TASK OBJECTIVE: According to the text below on Hierarchical Mixture of Experts, which training paradigms does HMoE employ?

TEXT PASSAGE:
::::::::::

Hierarchical Mixture of Experts (HMoE)

• HMoE is a hierarchical model that recursively combines gating networks and expert modules to enable fine-grained specialization and efficient capacity scaling.
• It employs diverse training paradigms, including EM, variational Bayesian inference, and gradient descent, to optimize expert routing and overall performance.
• HMoE applications span language model fine-tuning, multimodal fusion, meta-learning, and other tasks requiring management of complex hierarchical data.

A Hierarchical Mixture of Experts (HMoE) is a multi-level extension of the classical Mixture of Experts paradigm, enabling modular partitioning of input-space or representational-space complexity across nested layers of gating and expert modules. HMoE architectures are characterized by the recursive composition of gating functions and distributed expert subnetworks, providing capacity scaling, fine-grained specialization, and improved efficiency for high-dimensional or hierarchically structured tasks. HMoE models are widely deployed in regression, classification, large-scale LLM fine-tuning, multi-modal fusion, sequential modeling, meta-learning, and diverse domain-generalization tasks.

1. Fundamentals of Hierarchical Mixture of Experts

At the core of HMoE is the recursive application of gating networks that determine expert activation at each level of the hierarchy. In its canonical form, HMoE models are represented as soft decision trees or nested mixtures. In a two-level HMoE, the conditional density or prediction for input $x$ can be expressed as

$$y(x) = \sum_{i=1}^{K_1} \pi_1(i|x) \left[ \sum_{j=1}^{K_2} \pi_2(j|i,x) f_{ij}(x) \right],$$

where $\pi_1$ and $\pi_2$ are softmax (or alternative) gating functions and $f_{ij}$ are leaf-level expert models (Bishop et al., 2012, Fung et al., 2022, Nguyen et al., 3 Oct 2024). This structure extends naturally to arbitrary depth, recursively mixing over children at each internal node: $$y(x) = \sum_{p_1} \cdots \sum_{p_L} \prod_{\ell=1}^L \pi_{\ell}(p_\ell | p_{<\ell}, x) \, f_{p_1,\ldots,p_L}(x),$$ with each gating function possibly depending on the current or all previous gating choices.

::::::::::

Stored data entries:
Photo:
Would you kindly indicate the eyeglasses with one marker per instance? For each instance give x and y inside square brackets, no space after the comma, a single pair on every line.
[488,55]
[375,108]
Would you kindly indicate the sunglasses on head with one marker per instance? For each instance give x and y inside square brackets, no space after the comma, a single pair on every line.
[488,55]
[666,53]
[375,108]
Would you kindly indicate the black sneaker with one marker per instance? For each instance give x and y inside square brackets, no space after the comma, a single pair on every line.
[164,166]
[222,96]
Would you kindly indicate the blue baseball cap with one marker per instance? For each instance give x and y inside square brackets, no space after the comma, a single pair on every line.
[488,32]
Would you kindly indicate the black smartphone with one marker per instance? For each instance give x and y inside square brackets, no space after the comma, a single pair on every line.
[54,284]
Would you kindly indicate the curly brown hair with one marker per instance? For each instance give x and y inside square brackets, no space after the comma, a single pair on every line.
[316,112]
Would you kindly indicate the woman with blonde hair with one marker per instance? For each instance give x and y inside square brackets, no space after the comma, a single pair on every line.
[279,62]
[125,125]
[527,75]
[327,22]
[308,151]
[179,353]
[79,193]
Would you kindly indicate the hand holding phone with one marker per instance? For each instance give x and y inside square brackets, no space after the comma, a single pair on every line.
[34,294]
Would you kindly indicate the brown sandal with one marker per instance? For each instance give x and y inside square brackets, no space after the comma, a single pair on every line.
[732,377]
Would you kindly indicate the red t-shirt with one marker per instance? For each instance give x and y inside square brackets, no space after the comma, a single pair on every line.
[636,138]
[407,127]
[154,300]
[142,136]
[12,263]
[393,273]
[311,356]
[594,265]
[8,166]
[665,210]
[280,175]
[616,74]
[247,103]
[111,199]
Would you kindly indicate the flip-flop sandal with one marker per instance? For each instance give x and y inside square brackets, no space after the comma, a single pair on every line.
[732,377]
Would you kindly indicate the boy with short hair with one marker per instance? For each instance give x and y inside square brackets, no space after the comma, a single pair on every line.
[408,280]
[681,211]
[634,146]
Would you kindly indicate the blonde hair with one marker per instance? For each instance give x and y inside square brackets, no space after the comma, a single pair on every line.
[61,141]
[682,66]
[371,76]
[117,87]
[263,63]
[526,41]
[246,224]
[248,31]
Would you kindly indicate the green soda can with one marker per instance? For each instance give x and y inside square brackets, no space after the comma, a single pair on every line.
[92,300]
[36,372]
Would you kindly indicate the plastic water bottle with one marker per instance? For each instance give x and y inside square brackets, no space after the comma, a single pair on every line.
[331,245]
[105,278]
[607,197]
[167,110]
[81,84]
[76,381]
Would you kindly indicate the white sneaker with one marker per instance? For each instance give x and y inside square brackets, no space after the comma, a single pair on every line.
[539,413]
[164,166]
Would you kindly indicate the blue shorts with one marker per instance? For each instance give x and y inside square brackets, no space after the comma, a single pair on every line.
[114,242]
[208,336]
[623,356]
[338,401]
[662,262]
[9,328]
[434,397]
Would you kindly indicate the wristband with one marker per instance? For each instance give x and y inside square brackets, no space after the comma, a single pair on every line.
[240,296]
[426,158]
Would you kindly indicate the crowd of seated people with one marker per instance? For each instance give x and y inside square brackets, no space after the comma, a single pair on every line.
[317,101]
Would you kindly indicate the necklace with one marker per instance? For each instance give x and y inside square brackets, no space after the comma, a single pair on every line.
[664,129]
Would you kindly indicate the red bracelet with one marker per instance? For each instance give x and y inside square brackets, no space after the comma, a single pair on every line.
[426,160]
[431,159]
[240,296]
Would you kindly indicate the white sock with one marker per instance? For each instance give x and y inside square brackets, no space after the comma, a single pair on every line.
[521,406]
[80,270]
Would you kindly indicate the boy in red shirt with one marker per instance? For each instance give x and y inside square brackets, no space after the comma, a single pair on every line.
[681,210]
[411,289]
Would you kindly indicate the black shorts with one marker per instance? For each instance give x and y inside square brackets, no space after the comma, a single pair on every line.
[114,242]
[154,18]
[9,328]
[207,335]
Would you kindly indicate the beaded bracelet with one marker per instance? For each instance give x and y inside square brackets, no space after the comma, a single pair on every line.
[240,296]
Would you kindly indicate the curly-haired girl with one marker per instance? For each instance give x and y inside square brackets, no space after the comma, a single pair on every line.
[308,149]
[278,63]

::::::::::

RESPONSE FOR THIS EXERCISE: EM, variational Bayesian inference, and gradient descent.